[Region annotation entries]
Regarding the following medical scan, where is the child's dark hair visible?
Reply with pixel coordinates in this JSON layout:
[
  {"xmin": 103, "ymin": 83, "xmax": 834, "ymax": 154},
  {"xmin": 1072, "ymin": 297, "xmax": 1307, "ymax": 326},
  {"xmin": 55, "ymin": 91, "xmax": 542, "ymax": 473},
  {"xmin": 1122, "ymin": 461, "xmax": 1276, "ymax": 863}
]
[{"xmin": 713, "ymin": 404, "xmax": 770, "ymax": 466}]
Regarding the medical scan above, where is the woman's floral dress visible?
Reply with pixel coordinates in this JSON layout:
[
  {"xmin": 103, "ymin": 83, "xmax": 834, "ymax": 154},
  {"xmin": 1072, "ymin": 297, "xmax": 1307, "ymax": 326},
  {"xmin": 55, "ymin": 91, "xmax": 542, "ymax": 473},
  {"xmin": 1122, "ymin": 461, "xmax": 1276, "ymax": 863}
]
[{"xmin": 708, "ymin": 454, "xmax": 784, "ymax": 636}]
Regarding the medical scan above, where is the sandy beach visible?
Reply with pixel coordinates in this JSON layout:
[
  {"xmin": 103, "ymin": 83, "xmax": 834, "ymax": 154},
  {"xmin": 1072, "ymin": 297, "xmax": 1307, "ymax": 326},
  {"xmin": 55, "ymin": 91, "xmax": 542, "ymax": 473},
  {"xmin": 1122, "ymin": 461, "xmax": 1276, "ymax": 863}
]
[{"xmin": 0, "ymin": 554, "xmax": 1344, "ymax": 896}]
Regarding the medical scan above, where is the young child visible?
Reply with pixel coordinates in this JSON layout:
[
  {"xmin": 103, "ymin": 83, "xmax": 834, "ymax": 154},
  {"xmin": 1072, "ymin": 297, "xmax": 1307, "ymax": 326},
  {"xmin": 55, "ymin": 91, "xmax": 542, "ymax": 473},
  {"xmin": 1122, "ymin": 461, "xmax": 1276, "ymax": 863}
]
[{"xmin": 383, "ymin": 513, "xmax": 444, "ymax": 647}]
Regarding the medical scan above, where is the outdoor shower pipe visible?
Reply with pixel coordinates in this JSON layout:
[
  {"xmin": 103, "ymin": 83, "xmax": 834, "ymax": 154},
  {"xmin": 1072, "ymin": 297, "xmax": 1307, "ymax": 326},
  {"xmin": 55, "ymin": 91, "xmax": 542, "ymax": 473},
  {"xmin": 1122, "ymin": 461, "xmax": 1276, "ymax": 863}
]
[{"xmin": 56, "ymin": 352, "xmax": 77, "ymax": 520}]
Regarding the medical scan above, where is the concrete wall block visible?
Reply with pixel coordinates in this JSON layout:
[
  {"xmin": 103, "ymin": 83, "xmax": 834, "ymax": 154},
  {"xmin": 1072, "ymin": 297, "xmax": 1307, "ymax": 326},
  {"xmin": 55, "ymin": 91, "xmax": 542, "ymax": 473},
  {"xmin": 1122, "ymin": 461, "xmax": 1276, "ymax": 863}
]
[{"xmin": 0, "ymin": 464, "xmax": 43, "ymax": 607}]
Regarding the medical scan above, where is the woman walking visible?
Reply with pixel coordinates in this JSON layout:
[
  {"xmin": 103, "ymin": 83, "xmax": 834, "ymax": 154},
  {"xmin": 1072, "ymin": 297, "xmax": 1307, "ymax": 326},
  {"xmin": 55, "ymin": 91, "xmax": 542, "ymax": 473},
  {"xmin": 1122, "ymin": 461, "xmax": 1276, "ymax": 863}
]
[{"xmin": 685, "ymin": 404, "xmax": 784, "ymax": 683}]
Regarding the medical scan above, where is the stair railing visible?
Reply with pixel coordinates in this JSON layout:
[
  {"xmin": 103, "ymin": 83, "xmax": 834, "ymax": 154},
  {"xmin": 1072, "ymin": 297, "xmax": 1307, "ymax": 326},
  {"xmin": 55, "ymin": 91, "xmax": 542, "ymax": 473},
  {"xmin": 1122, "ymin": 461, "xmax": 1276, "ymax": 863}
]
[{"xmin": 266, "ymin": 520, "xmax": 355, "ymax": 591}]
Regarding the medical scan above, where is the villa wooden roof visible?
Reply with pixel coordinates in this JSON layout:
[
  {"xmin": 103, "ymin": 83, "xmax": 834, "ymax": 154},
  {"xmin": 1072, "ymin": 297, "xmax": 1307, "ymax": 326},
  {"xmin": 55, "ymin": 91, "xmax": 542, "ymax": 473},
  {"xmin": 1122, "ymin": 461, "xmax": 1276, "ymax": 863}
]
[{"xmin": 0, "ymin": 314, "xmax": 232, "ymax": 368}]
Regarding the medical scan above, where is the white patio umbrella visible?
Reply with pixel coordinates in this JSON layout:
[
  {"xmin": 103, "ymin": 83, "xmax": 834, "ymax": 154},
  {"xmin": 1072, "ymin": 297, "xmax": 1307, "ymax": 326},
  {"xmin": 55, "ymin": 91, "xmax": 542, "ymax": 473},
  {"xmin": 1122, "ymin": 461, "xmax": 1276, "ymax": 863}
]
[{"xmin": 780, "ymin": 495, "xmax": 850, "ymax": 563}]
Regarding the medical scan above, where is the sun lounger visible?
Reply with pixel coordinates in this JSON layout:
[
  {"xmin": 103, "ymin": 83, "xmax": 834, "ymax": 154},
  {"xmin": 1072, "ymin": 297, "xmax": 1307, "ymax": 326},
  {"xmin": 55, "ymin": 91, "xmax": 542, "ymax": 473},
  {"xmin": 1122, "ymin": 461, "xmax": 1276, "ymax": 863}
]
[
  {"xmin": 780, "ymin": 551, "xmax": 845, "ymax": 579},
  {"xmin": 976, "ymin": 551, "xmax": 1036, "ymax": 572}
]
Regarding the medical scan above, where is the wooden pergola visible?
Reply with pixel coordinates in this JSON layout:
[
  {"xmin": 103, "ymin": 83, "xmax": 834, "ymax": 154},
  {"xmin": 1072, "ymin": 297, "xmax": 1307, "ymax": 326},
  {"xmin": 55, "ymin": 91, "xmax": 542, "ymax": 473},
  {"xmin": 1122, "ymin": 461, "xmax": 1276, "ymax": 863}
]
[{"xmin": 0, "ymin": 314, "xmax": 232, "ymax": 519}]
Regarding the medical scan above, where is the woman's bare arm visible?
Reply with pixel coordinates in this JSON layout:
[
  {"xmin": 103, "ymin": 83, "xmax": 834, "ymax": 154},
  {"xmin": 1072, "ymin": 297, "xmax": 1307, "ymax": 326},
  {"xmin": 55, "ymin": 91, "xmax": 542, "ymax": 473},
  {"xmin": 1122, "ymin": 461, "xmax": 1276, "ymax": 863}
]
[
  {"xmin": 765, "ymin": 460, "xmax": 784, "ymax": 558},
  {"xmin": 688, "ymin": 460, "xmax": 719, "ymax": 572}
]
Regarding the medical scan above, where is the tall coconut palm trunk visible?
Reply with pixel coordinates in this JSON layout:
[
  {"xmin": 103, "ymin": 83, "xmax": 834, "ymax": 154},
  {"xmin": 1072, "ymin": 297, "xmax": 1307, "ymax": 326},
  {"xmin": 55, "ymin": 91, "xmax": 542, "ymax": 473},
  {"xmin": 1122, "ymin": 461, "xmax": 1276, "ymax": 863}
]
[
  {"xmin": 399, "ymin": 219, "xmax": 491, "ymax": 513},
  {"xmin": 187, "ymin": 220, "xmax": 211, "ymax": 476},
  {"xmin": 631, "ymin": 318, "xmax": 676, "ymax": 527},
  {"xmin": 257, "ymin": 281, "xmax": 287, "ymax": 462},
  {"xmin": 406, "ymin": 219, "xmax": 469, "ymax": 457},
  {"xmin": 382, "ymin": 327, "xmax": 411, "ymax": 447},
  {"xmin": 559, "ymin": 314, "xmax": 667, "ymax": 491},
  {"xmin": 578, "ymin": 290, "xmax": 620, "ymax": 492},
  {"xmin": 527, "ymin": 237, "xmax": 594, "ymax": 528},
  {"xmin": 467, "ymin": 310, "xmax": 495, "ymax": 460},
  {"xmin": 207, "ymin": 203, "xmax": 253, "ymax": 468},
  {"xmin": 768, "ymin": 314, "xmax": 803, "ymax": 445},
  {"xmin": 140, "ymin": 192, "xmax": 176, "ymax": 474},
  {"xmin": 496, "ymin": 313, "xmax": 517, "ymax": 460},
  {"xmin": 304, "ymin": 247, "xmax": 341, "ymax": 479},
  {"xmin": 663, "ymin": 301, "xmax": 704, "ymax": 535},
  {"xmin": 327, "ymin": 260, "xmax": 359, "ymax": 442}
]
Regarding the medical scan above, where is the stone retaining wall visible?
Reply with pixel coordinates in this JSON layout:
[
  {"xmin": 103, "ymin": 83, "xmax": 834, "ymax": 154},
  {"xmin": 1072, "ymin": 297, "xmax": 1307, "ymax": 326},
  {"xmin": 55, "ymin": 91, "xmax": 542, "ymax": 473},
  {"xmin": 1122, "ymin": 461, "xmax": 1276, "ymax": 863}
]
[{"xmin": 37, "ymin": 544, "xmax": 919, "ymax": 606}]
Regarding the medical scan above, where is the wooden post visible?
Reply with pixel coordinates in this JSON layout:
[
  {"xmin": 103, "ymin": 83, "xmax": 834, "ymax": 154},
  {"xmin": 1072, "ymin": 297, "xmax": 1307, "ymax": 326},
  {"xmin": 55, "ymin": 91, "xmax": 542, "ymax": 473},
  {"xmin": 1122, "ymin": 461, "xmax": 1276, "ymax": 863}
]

AIM: Please extract every line of the data above that contains the word "child", treating uppercase and lowercase letters as different.

TASK RESPONSE:
Regarding the following medical scan, where is the child's dark hair visible?
Regarding the medical scan above, where is the young child visible?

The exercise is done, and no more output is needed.